Abgedruckter Text:
****************

Die Zeiten könnten nicht besser sein. An allen Ecken und Enden brennt es, sichtbar und unsichtbar. Wir wissen, dass das Unsichtbare viel verheerender ist. Ihre Leiber verwesen so oder so, ob sie massenhaft durch Gewalt umkommen oder altersschwach im Bett sterben. Jedenfalls gelingt es uns immer mehr ihre Seelen zu vergiften: Sich nur von der eigenen, auf Autonomie pochenden Vernunft leiten und die darin nistende lüsterne Gier als Selbstverwirklichung in Freiheit erscheinen lassen! Das klingt gut. Die natürlichen Neigungen des Aquinaten steigern wir zur reinen Gier in allen Strebungen:
• Aus Selbsterhaltung wird Völlerei,
• aus Selbstbehauptung ohne Rücksicht Macht ausüben,
• aus Arterhaltung möglichst nichts,
• aus der damit einhergehenden Lust aber sollen Sexsüchtige werden,
• aus dem Drang nach Wahrheit darf nur pure Neugier sprießen, nicht mehr.
• Gier in einem modernen Refugium, an Aktienbörsen, kann ganze Gesellschaften in den Abgrund reißen.

2. Eine Welt ohne Erbsünde

Auch die Aushöhlung von Lebensordnungen schreitet voran. Der erbsündliche Bruch, der alle Lebensordnungen durchzieht wird mehr und mehr unvermittelbar. In der Katechese kommt er so gut wie nicht mehr vor. Die Rede von „Lebenswirklichkeiten“ haben die Rede von „Lebensordnungen“ oder klassisch gesprochen Seinsordnungen ersetzt. Selbst Bischöfe sind uns damit auf den Leim gegangen. Wenn es keine Ordnungen mehr gibt, sondern nur Wirklichkeiten, die so sind, wie sie sind, erübrigt sich die Rede vom erbsündlichen Bruch. Was soll denn schon gestört oder gebrochen werden, wenn es nichts mehr zu stören oder zu brechen gibt? Alles Unheil ist dann schieres Verhängnis, nur noch Naturkatastrophe, keine Kulturkatastrophe mehr. Not, Elend, Leid und Bruch in der Welt gibt es nur in ihrer beängstigenden Konkretheit, abstrakt als Störung einer Ordnung ist das alles dann von gestern.

****************

Arbeitsauftrag A: Gib aus der Auflistung alles vom Anfang bis hinunter zur Zeile mit „(158, 1020)“ erneut wieder, wobei „soccer“ überall durch „football“ ersetzt wird und sonst nichts verändert wird. Lass die Bilder in deiner Wiedergabe weg.
Der abgedruckte Text und die Auflistung sind voneinander unabhängiges Material.

Material zur Übung:
****************

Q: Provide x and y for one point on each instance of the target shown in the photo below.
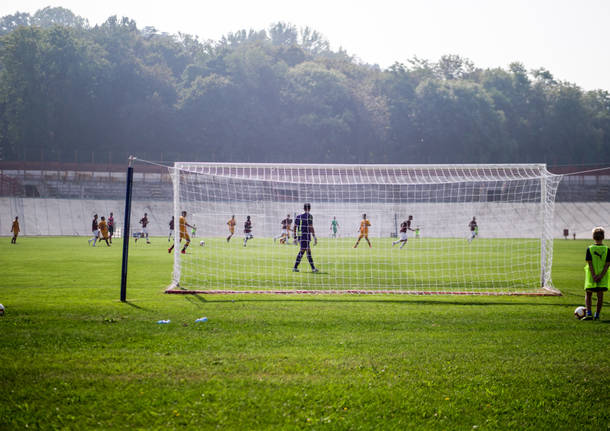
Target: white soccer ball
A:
(580, 312)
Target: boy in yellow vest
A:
(596, 273)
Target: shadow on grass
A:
(196, 299)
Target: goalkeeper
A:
(303, 231)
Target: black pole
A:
(126, 229)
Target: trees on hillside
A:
(275, 95)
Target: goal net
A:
(509, 251)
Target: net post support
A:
(543, 239)
(126, 236)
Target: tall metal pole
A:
(126, 229)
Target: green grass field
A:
(425, 264)
(72, 356)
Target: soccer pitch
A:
(72, 356)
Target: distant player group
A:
(302, 232)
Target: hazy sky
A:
(570, 38)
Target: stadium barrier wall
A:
(72, 217)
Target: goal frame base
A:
(177, 290)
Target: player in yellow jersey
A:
(15, 230)
(231, 223)
(364, 231)
(183, 234)
(103, 227)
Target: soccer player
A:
(171, 229)
(110, 227)
(94, 230)
(364, 231)
(144, 233)
(474, 229)
(247, 230)
(303, 231)
(15, 229)
(285, 232)
(334, 227)
(405, 226)
(103, 227)
(183, 234)
(231, 223)
(596, 273)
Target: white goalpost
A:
(511, 254)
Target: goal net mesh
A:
(511, 252)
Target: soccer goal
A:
(509, 252)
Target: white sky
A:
(570, 38)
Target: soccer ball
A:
(580, 312)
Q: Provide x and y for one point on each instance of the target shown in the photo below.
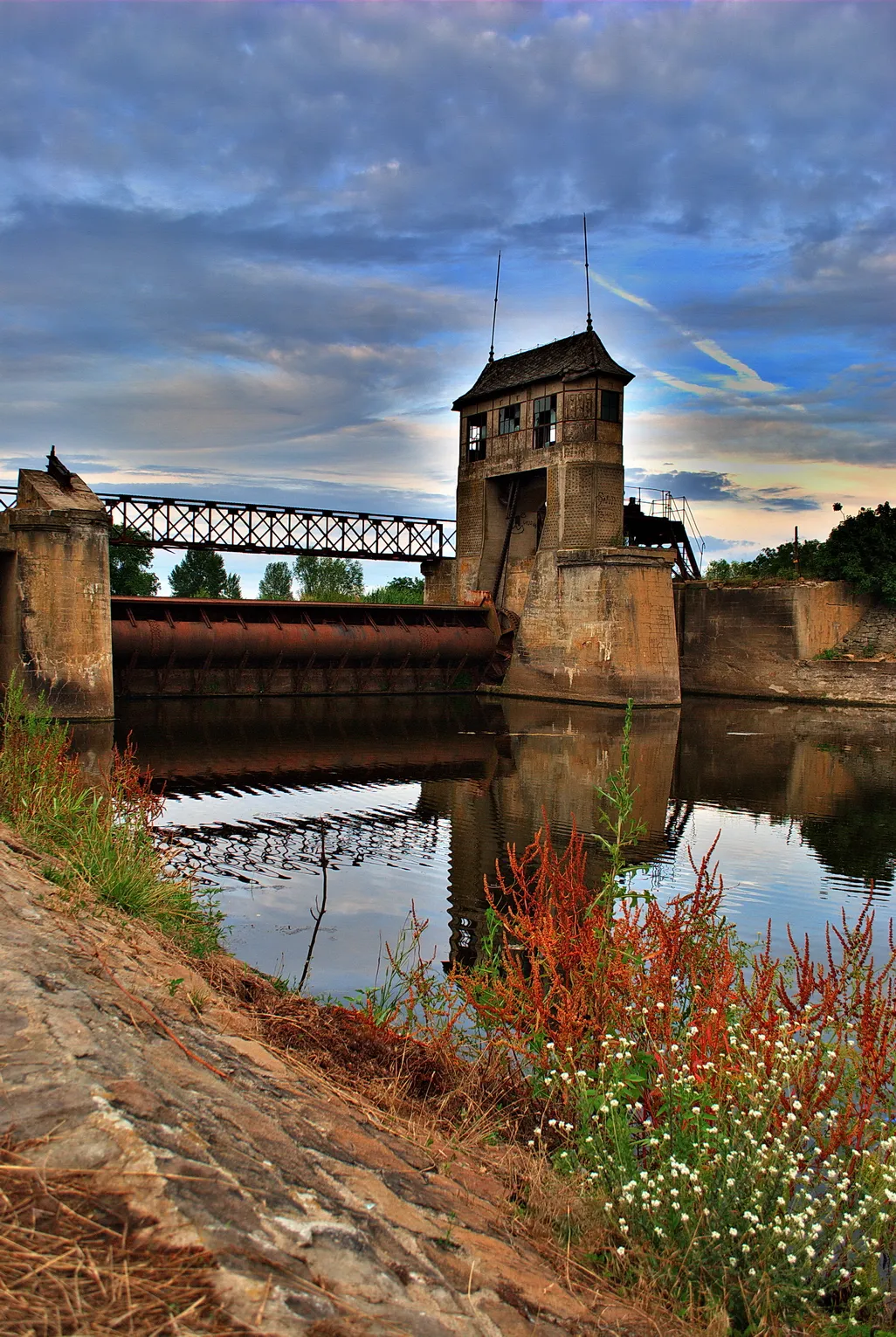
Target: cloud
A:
(254, 242)
(707, 486)
(745, 379)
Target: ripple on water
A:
(412, 803)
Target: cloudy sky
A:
(248, 251)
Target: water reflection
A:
(417, 798)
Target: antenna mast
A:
(588, 285)
(498, 276)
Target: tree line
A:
(202, 575)
(860, 550)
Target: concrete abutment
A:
(55, 622)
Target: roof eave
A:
(472, 396)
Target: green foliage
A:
(714, 1120)
(202, 575)
(724, 569)
(329, 579)
(100, 833)
(773, 564)
(276, 582)
(860, 550)
(131, 566)
(863, 551)
(399, 589)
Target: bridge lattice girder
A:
(276, 530)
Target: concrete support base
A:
(55, 622)
(598, 624)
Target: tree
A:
(329, 579)
(863, 550)
(130, 566)
(399, 589)
(773, 564)
(276, 582)
(201, 575)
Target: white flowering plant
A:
(732, 1203)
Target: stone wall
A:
(764, 641)
(440, 581)
(55, 626)
(598, 624)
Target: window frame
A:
(505, 413)
(617, 397)
(545, 433)
(475, 445)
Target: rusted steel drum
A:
(166, 632)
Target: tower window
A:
(545, 412)
(476, 425)
(610, 407)
(508, 418)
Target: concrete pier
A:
(55, 624)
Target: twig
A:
(259, 1312)
(158, 1020)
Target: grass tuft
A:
(100, 832)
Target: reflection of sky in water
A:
(382, 858)
(768, 872)
(385, 852)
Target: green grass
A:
(100, 832)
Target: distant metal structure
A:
(276, 530)
(658, 519)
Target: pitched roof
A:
(573, 356)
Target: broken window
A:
(545, 412)
(508, 418)
(476, 424)
(610, 405)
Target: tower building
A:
(541, 463)
(541, 531)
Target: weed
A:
(98, 830)
(198, 1000)
(721, 1118)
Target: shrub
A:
(131, 563)
(276, 583)
(863, 551)
(399, 589)
(329, 579)
(202, 575)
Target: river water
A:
(410, 801)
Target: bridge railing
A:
(234, 527)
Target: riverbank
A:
(314, 1209)
(617, 1092)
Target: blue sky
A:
(246, 251)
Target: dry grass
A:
(395, 1072)
(68, 1265)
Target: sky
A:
(248, 251)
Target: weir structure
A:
(548, 587)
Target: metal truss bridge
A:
(285, 530)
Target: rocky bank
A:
(321, 1216)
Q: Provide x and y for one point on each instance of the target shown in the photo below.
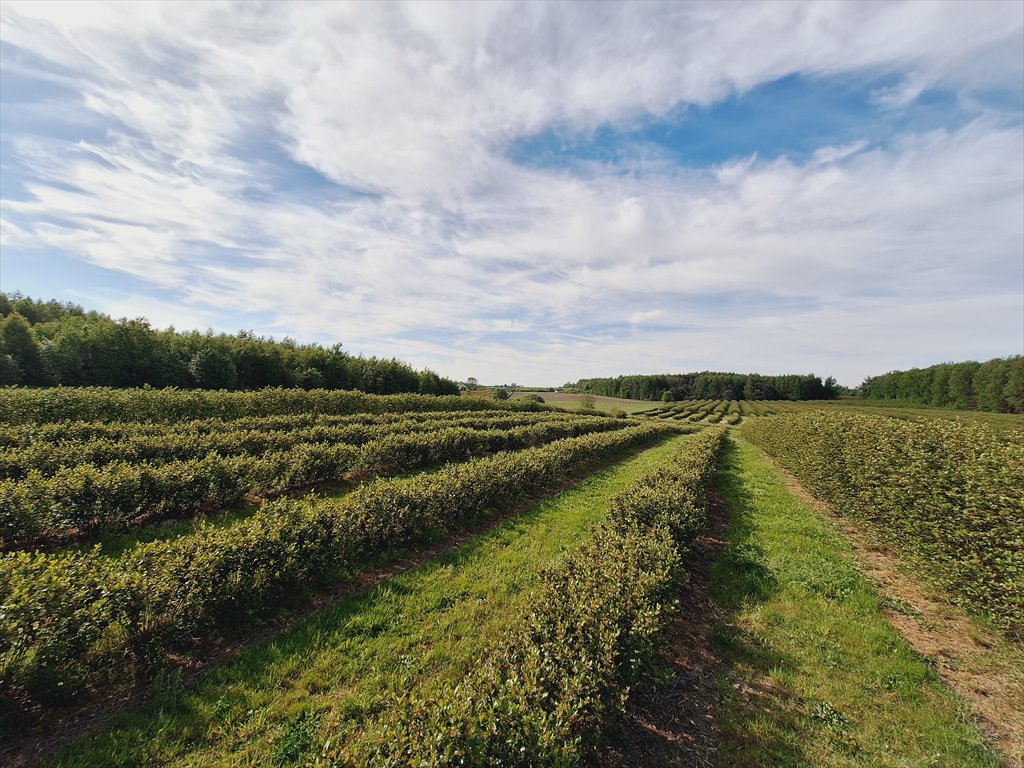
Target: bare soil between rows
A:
(977, 663)
(670, 721)
(93, 713)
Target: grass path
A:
(809, 672)
(326, 677)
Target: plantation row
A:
(27, 435)
(708, 412)
(565, 668)
(949, 492)
(174, 443)
(80, 500)
(72, 620)
(98, 403)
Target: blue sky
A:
(529, 192)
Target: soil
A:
(977, 663)
(92, 713)
(670, 721)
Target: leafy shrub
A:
(541, 697)
(949, 492)
(72, 619)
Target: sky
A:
(528, 193)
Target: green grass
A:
(328, 676)
(811, 674)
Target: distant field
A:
(733, 412)
(398, 571)
(568, 399)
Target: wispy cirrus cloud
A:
(354, 172)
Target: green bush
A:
(542, 697)
(82, 499)
(73, 619)
(950, 493)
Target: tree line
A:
(996, 385)
(712, 385)
(49, 343)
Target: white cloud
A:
(416, 103)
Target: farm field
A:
(726, 411)
(601, 402)
(339, 579)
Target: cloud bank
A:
(355, 172)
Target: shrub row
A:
(542, 697)
(102, 403)
(181, 444)
(80, 500)
(951, 493)
(15, 435)
(69, 620)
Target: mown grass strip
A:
(543, 697)
(951, 494)
(71, 620)
(327, 677)
(811, 673)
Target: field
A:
(285, 578)
(570, 399)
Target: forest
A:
(996, 385)
(711, 385)
(51, 343)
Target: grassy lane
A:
(810, 673)
(278, 702)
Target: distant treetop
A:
(47, 343)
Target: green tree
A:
(211, 369)
(10, 372)
(17, 341)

****************

Arbeitsauftrag B: Prüfe, ob die folgenden Aussagen mit dem abgedruckten Text übereinstimmen, und beantworte jede mit Ja oder Nein samt dem ausschlaggebenden Wortlaut als wörtlichem Zitat: (i) In der Katechese ist der erbsündliche Bruch weiterhin ein zentrales Thema. (ii) Aktienbörsen werden als modernes Refugium der Gier bezeichnet. (iii) Bischöfe haben sich der Rede von „Lebenswirklichkeiten“ widersetzt.

Erwartete Lösung A:
Q: Provide x and y for one point on each instance of the target shown in the photo below.
Target: white football ball
A:
(580, 312)
Target: boy in yellow vest
A:
(596, 273)
Target: shadow on grass
A:
(196, 299)
Target: goalkeeper
A:
(303, 231)
Target: black pole
A:
(126, 229)
Target: trees on hillside
A:
(275, 95)
Target: goal net
A:
(509, 251)
Target: net post support
A:
(543, 239)
(126, 236)
Target: tall metal pole
A:
(126, 229)
Target: green grass field
A:
(425, 264)
(72, 356)
Target: football pitch
A:
(72, 356)
Target: distant player group
A:
(302, 232)
Target: hazy sky
A:
(570, 38)
Target: stadium barrier wall
A:
(72, 217)
Target: goal frame base
A:
(177, 290)
Target: player in yellow jersey
A:
(15, 230)
(231, 223)
(364, 231)
(183, 234)
(103, 227)
Target: football player
A:
(171, 229)
(110, 227)
(94, 230)
(364, 231)
(144, 233)
(474, 229)
(247, 230)
(303, 231)
(15, 229)
(285, 232)
(334, 227)
(405, 226)
(103, 227)
(183, 234)
(231, 223)
(596, 273)
Target: white goalpost
A:
(511, 254)
Target: goal net mesh
A:
(511, 252)
Target: football goal
A:
(509, 252)
Target: white sky
A:
(570, 38)
Target: football ball
A:
(580, 312)
Q: Provide x and y for one point on each instance of the target shown in the photo below.
Target: cloud
A:
(254, 242)
(707, 486)
(745, 379)
Target: ripple on water
A:
(412, 803)
Target: cloudy sky
A:
(248, 251)
Target: water reflection
A:
(417, 798)
Target: antenna mast
A:
(588, 285)
(498, 276)
Target: tree line
A:
(202, 575)
(860, 550)
Target: concrete abutment
A:
(55, 622)
Target: roof eave
A:
(472, 396)
Target: green foliage
A:
(714, 1120)
(202, 575)
(724, 569)
(329, 579)
(100, 833)
(773, 564)
(276, 582)
(860, 550)
(131, 566)
(863, 551)
(399, 589)
Target: bridge lattice girder
A:
(276, 530)
Target: concrete support base
A:
(55, 622)
(598, 624)
Target: tree
A:
(329, 579)
(863, 550)
(130, 566)
(399, 589)
(773, 564)
(276, 582)
(201, 575)
Target: white flowering plant
A:
(732, 1203)
Target: stone wall
A:
(764, 641)
(440, 581)
(55, 626)
(598, 624)
Target: window frame
A:
(505, 413)
(617, 397)
(545, 433)
(475, 445)
Target: rusted steel drum
A:
(166, 632)
Target: tower window
A:
(545, 412)
(476, 425)
(610, 407)
(508, 418)
Target: concrete pier
A:
(55, 624)
Target: twig
A:
(259, 1312)
(158, 1020)

Erwartete Lösung B:
(i) Nein: „In der Katechese kommt er so gut wie nicht mehr vor.“
(ii) Ja: „Gier in einem modernen Refugium, an Aktienbörsen, kann ganze Gesellschaften in den Abgrund reißen.“
(iii) Nein: „Selbst Bischöfe sind uns damit auf den Leim gegangen.“